Dataset content »
-*-

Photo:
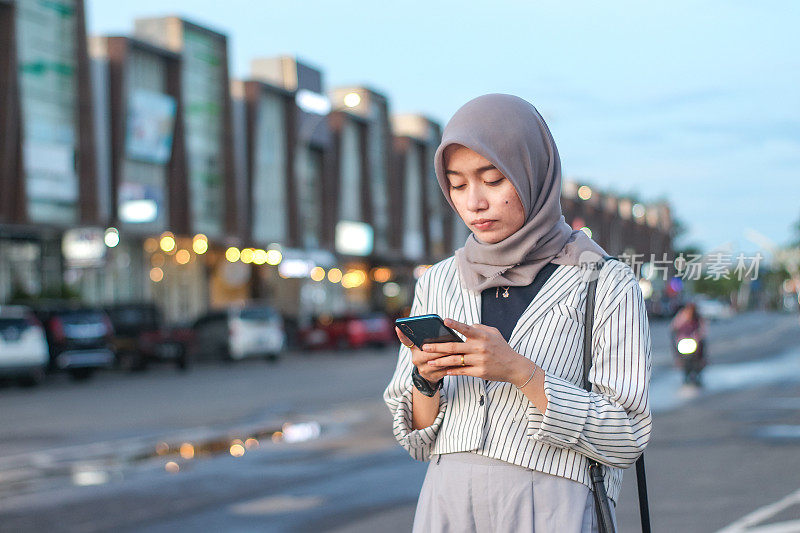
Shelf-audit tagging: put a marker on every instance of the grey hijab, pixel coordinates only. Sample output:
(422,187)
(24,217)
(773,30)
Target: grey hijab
(510,133)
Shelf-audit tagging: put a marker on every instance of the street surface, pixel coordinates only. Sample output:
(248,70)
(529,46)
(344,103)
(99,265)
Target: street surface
(102,455)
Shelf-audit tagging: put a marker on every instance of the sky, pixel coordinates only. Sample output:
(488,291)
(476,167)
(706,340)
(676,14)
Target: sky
(697,103)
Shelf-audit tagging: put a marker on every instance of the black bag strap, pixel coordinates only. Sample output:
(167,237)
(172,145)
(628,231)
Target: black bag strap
(595,469)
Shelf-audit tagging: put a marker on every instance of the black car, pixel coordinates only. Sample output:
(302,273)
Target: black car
(141,337)
(79,339)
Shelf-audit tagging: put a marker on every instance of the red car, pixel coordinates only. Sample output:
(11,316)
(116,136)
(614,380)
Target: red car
(348,331)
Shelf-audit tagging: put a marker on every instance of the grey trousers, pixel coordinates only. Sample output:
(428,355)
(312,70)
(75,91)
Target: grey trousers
(467,492)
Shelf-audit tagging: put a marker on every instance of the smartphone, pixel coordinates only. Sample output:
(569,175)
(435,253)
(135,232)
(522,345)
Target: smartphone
(426,329)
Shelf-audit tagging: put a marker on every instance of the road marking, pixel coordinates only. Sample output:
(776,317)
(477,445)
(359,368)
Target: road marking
(764,513)
(276,504)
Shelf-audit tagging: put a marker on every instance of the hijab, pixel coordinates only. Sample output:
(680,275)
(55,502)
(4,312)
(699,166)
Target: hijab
(510,133)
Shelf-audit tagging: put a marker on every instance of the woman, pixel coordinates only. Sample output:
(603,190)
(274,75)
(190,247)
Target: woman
(504,421)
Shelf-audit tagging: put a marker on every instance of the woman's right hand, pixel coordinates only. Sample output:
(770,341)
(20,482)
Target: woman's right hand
(420,359)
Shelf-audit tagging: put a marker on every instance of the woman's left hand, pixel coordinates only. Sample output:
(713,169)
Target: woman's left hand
(486,355)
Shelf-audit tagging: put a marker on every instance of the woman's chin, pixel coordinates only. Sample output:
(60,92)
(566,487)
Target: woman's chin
(489,236)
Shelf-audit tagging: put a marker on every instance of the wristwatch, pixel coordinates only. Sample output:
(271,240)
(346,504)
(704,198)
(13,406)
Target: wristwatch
(423,385)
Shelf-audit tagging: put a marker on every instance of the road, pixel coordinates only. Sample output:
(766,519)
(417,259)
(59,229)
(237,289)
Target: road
(83,457)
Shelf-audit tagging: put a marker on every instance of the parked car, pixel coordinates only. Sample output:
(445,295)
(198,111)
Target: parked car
(141,337)
(79,339)
(347,331)
(254,330)
(23,346)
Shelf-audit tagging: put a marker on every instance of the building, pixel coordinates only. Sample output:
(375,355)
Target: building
(204,194)
(48,178)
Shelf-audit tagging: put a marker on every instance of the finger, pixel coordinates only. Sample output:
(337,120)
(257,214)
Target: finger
(449,360)
(444,347)
(405,340)
(463,371)
(421,358)
(459,327)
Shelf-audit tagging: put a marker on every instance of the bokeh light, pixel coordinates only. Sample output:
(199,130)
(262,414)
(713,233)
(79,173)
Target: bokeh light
(334,275)
(232,254)
(156,274)
(111,237)
(317,273)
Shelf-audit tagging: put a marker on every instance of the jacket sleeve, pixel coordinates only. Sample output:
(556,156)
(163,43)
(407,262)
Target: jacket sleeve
(611,424)
(398,394)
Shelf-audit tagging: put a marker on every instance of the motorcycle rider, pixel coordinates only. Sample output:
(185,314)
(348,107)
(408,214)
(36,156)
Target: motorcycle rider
(688,324)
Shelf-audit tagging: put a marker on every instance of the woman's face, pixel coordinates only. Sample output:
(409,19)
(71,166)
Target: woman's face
(485,199)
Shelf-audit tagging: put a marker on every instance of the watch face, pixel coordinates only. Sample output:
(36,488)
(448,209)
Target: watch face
(423,385)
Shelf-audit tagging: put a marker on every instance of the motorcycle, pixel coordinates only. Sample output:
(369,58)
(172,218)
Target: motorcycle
(690,358)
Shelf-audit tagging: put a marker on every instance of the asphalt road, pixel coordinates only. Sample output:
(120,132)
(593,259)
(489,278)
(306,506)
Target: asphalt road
(82,457)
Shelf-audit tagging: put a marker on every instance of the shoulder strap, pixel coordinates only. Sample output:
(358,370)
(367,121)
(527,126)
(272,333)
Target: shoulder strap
(641,481)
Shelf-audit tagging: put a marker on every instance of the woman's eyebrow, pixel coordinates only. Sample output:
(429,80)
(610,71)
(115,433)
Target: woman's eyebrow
(478,170)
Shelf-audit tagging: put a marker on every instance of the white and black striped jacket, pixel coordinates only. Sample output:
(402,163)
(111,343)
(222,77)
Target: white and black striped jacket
(611,424)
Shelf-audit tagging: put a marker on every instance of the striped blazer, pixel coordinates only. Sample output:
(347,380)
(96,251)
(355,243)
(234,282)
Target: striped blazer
(611,424)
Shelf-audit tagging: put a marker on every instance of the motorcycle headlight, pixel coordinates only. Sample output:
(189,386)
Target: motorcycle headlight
(687,346)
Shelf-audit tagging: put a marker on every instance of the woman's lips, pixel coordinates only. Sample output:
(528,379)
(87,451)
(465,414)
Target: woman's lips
(486,224)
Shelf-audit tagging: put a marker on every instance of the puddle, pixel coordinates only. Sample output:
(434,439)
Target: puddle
(113,465)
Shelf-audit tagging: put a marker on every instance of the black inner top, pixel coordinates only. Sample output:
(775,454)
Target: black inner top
(503,313)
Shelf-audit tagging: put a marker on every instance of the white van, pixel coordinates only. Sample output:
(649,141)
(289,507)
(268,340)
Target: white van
(23,346)
(253,330)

-*-

Work to be completed »
Make an exact copy of all the material, but keep the pictures out of it.

Your solution »
Photo:
Shelf-audit tagging: put a marker on every instance of the grey hijab, pixel coordinates only. Sample output:
(422,187)
(24,217)
(773,30)
Target: grey hijab
(510,133)
Shelf-audit tagging: put a marker on every instance of the street surface, pixel coordinates only. Sample output:
(248,70)
(529,46)
(344,103)
(99,265)
Target: street surface
(102,455)
Shelf-audit tagging: put a marker on every instance of the sky, pixel coordinates only. Sample output:
(488,291)
(476,167)
(706,340)
(676,14)
Target: sky
(697,103)
Shelf-audit tagging: put a marker on every instance of the black bag strap, pixel coordinates only. Sample output:
(167,237)
(172,145)
(628,231)
Target: black bag strap
(595,469)
Shelf-audit tagging: put a marker on every instance of the black car, pixel coordinates only. Sample output:
(302,273)
Target: black car
(141,337)
(79,339)
Shelf-audit tagging: put a marker on every instance of the red car, pixel coordinates only. Sample output:
(11,316)
(116,136)
(614,380)
Target: red car
(348,331)
Shelf-audit tagging: put a marker on every instance of the grey trousers, pixel coordinates only. Sample output:
(428,355)
(312,70)
(75,91)
Target: grey trousers
(467,492)
Shelf-audit tagging: put a marker on every instance of the smartphone, pixel coordinates only. Sample output:
(569,175)
(435,253)
(135,232)
(522,345)
Target: smartphone
(426,329)
Shelf-audit tagging: put a marker on every instance of the road marking, pixel coordinates only. Sample output:
(776,317)
(477,445)
(359,368)
Target: road marking
(764,513)
(276,504)
Shelf-audit tagging: put a marker on every instance of the hijab, pixel coordinates only. Sample output:
(680,275)
(55,502)
(4,312)
(699,166)
Target: hijab
(510,133)
Shelf-audit tagging: put a marker on every instance of the woman, pixel coordinates only. Sample output:
(603,190)
(274,75)
(190,247)
Target: woman
(504,421)
Shelf-audit tagging: put a marker on every instance of the woman's right hand, pixel coordinates only. Sample output:
(770,341)
(20,482)
Target: woman's right hand
(420,359)
Shelf-audit tagging: put a marker on every instance of the woman's left hand, pixel coordinates only. Sample output:
(713,169)
Target: woman's left hand
(486,355)
Shelf-audit tagging: put a marker on every instance of the woman's chin, pixel coordinates only. Sample output:
(60,92)
(566,487)
Target: woman's chin
(489,236)
Shelf-audit tagging: put a marker on every instance of the wristwatch, pixel coordinates only. Sample output:
(271,240)
(346,504)
(704,198)
(13,406)
Target: wristwatch
(423,385)
Shelf-audit tagging: put a marker on every instance of the road, pixel coordinates only. Sample output:
(766,519)
(417,259)
(59,229)
(237,289)
Target: road
(83,457)
Shelf-audit tagging: put a marker on every instance of the parked car, pixel coordinates only. Sample output:
(445,295)
(198,111)
Target: parked car
(141,337)
(79,339)
(347,331)
(254,330)
(23,346)
Shelf-audit tagging: put a marker on every instance of the building, pixel coordinates only. Sample output:
(375,355)
Target: building
(204,194)
(48,178)
Shelf-audit tagging: put a marker on every instance of the finger, pixel coordinates only. Sample output:
(337,120)
(257,214)
Target: finger
(449,360)
(444,347)
(405,340)
(463,371)
(421,358)
(459,327)
Shelf-audit tagging: put a marker on every instance of the bokeh light, pixel coordinates only. Sample output:
(199,130)
(262,414)
(713,233)
(79,173)
Target: bokeh light
(334,275)
(232,254)
(156,274)
(111,237)
(317,273)
Shelf-audit tagging: put a marker on every instance of the jacket sleeve, pixel coordinates only. Sample output:
(556,156)
(163,43)
(407,262)
Target: jacket sleeve
(611,424)
(398,394)
Shelf-audit tagging: put a marker on every instance of the motorcycle rider, pixel coordinates only. Sample output:
(185,314)
(348,107)
(408,214)
(36,156)
Target: motorcycle rider
(688,324)
Shelf-audit tagging: put a marker on every instance of the woman's face, pixel coordinates only. Sample output:
(409,19)
(71,166)
Target: woman's face
(485,199)
Shelf-audit tagging: put a marker on every instance of the watch face, pixel coordinates only. Sample output:
(36,488)
(448,209)
Target: watch face
(423,385)
Shelf-audit tagging: put a marker on every instance of the motorcycle, pixel coordinates only. Sample output:
(369,58)
(172,218)
Target: motorcycle
(690,358)
Shelf-audit tagging: put a marker on every instance of the asphalt road, pixel coordinates only. Sample output:
(120,132)
(593,259)
(489,278)
(306,506)
Target: asphalt road
(82,457)
Shelf-audit tagging: put a marker on every instance of the shoulder strap, pixel coordinates only. Sample output:
(358,370)
(367,121)
(527,126)
(272,333)
Target: shoulder strap
(641,481)
Shelf-audit tagging: put a marker on every instance of the woman's eyebrow, pixel coordinates only. Sample output:
(429,80)
(610,71)
(115,433)
Target: woman's eyebrow
(478,170)
Shelf-audit tagging: put a marker on every instance of the white and black striped jacket, pixel coordinates only. Sample output:
(402,163)
(111,343)
(222,77)
Target: white and black striped jacket
(611,424)
Shelf-audit tagging: put a marker on every instance of the striped blazer, pixel coordinates only. Sample output:
(347,380)
(96,251)
(355,243)
(234,282)
Target: striped blazer
(611,424)
Shelf-audit tagging: put a marker on every instance of the motorcycle headlight, pixel coordinates only. Sample output:
(189,386)
Target: motorcycle headlight
(687,346)
Shelf-audit tagging: put a marker on every instance of the woman's lips, pixel coordinates only. Sample output:
(528,379)
(87,451)
(465,414)
Target: woman's lips
(486,224)
Shelf-audit tagging: put a marker on every instance of the puddle, pixel coordinates only. Sample output:
(434,439)
Target: puddle
(113,465)
Shelf-audit tagging: put a marker on every instance of the black inner top, pixel coordinates only. Sample output:
(775,454)
Target: black inner top
(503,313)
Shelf-audit tagging: put a marker on every instance of the white van, pixel coordinates only. Sample output:
(649,141)
(289,507)
(268,340)
Target: white van
(23,346)
(253,330)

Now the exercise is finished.